TASK GOAL » Copy every one of the entries below word for word, without changing or leaving out anything.

◇ ◇ ◇ ◇

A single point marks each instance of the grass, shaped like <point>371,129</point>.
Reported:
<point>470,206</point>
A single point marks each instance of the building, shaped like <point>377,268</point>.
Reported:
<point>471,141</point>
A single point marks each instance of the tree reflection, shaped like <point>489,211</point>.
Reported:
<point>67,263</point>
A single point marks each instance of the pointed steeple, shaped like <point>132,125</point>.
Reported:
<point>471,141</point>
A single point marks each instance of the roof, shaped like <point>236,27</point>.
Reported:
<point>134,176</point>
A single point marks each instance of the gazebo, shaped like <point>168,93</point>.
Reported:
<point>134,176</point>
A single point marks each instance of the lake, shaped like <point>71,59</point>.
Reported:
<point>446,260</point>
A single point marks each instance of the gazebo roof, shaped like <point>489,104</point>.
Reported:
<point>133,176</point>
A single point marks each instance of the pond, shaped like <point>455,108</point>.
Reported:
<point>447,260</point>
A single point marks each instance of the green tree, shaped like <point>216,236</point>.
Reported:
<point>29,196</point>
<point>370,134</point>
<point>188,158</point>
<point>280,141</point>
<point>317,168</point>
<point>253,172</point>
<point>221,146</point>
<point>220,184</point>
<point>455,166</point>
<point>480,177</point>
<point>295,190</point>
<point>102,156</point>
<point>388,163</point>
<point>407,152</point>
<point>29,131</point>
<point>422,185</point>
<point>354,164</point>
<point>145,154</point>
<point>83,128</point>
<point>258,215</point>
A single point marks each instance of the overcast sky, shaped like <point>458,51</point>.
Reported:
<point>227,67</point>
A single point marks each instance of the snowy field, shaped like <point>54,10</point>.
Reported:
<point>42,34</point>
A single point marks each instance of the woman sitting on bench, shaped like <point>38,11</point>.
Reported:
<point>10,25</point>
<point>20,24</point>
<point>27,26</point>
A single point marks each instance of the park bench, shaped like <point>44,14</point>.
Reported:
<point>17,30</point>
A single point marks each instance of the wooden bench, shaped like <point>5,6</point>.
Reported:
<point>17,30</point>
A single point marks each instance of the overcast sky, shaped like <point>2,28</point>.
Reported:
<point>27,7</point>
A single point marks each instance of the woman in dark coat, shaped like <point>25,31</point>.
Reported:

◇ ◇ ◇ ◇

RESULT BELOW »
A single point marks each instance of the grass, shaped like <point>371,129</point>.
Reported:
<point>470,206</point>
A single point marks each instance of the building, shaped like <point>377,268</point>.
Reported:
<point>471,141</point>
A single point marks each instance of the tree reflection, shaped like <point>489,211</point>.
Reported:
<point>67,263</point>
A single point marks each instance of the pointed steeple, shaped like <point>132,125</point>.
Reported:
<point>471,141</point>
A single point marks each instance of the roof, shaped like <point>236,27</point>.
Reported:
<point>134,176</point>
A single point marks each instance of the gazebo, shaped like <point>168,93</point>.
Reported:
<point>134,176</point>
A single point marks each instance of the lake, shaped like <point>71,59</point>.
Reported:
<point>446,260</point>
A single point marks each instance of the gazebo roof, shaped like <point>489,104</point>.
Reported:
<point>133,176</point>
A single point marks each instance of the pond, shaped like <point>455,108</point>.
Reported:
<point>447,260</point>
A single point marks each instance of the green tree, shaped like <point>216,236</point>.
Reported:
<point>29,196</point>
<point>370,134</point>
<point>188,158</point>
<point>280,141</point>
<point>317,168</point>
<point>253,172</point>
<point>221,146</point>
<point>220,184</point>
<point>455,166</point>
<point>480,177</point>
<point>295,190</point>
<point>102,156</point>
<point>388,163</point>
<point>407,152</point>
<point>29,131</point>
<point>422,185</point>
<point>354,164</point>
<point>145,154</point>
<point>83,128</point>
<point>258,215</point>
A single point marks each instance of the overcast sky, shaped like <point>458,51</point>.
Reported:
<point>227,67</point>
A single point marks each instance of the snowy field, shaped like <point>54,10</point>.
Reported:
<point>42,34</point>
A single point marks each instance of the woman sitting on bench, shaped like <point>38,11</point>.
Reported:
<point>10,25</point>
<point>20,24</point>
<point>27,26</point>
A single point marks each instance of the park bench, shaped like <point>44,14</point>.
Reported:
<point>17,30</point>
A single point marks each instance of the wooden bench, shaped like <point>5,6</point>.
Reported:
<point>17,30</point>
A single point marks each instance of the overcast sky, shaped like <point>2,28</point>.
Reported:
<point>27,7</point>
A single point marks each instance of the woman in dark coat, shaped like <point>25,31</point>.
Reported:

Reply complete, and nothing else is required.